- Record set
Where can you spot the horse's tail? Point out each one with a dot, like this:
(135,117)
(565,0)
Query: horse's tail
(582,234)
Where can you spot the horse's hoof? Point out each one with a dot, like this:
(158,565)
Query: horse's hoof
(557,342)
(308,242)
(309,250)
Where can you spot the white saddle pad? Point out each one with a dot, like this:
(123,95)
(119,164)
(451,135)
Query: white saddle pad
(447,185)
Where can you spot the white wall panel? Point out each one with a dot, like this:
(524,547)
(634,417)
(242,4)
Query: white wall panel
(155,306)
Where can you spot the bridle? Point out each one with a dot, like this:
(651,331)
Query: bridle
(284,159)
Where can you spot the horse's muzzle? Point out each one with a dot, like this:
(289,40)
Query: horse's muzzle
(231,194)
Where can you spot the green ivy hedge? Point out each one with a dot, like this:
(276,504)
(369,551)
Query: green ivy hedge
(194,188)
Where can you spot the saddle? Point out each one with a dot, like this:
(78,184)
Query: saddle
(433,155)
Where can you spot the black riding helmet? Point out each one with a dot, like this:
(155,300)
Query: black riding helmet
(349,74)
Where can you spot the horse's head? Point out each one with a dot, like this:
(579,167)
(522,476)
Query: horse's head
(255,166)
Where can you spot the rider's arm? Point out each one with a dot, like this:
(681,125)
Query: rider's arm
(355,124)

- What is expected
Copy the lines again, starting at the line that contains "Where can you spot the bridle?" and ending at the last of the items, with the requests included. Scale each answer coordinate by 1.4 and round it to a whole number, with halves rounding up, but leave the numbers in the requests and their format samples unchanged.

- Result
Where can you spot the bridle? Point out each one with a dot, like this:
(651,331)
Query: bridle
(398,223)
Where can you spot the horse's muzzle? Point out each one with a dot, like this:
(289,40)
Query: horse's muzzle
(323,272)
Where can you spot the green ivy hedge? Point out each one with a dot, like this:
(276,504)
(369,551)
Query: green ivy hedge
(272,263)
Where can you spot the saddle? Point out each one with a dot, like this:
(78,184)
Query: saddle
(606,217)
Where can you spot the black riding helmet? Point out each one with a dot, like this:
(155,300)
Query: black riding helmet
(489,104)
Where can you spot the horse's head? Point out each one with a dot, like this:
(579,167)
(522,476)
Query: horse's head
(357,232)
Where can you spot the rider's arm? Point out each one with a dot, like this:
(681,125)
Query: rider's arm
(497,174)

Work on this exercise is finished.